## Do this:
Change every "instance" in the material to "occurrence", keeping the rest of the lines the same.

━━ Working data ━━

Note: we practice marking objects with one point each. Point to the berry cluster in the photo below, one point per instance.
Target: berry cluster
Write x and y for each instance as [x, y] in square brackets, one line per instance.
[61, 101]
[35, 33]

━━━

## Task answer:
Note: we practice marking objects with one point each. Point to the berry cluster in the photo below, one point per occurrence.
Target: berry cluster
Write x and y for each occurrence as [x, y] in square brackets, one line per occurrence.
[61, 101]
[35, 33]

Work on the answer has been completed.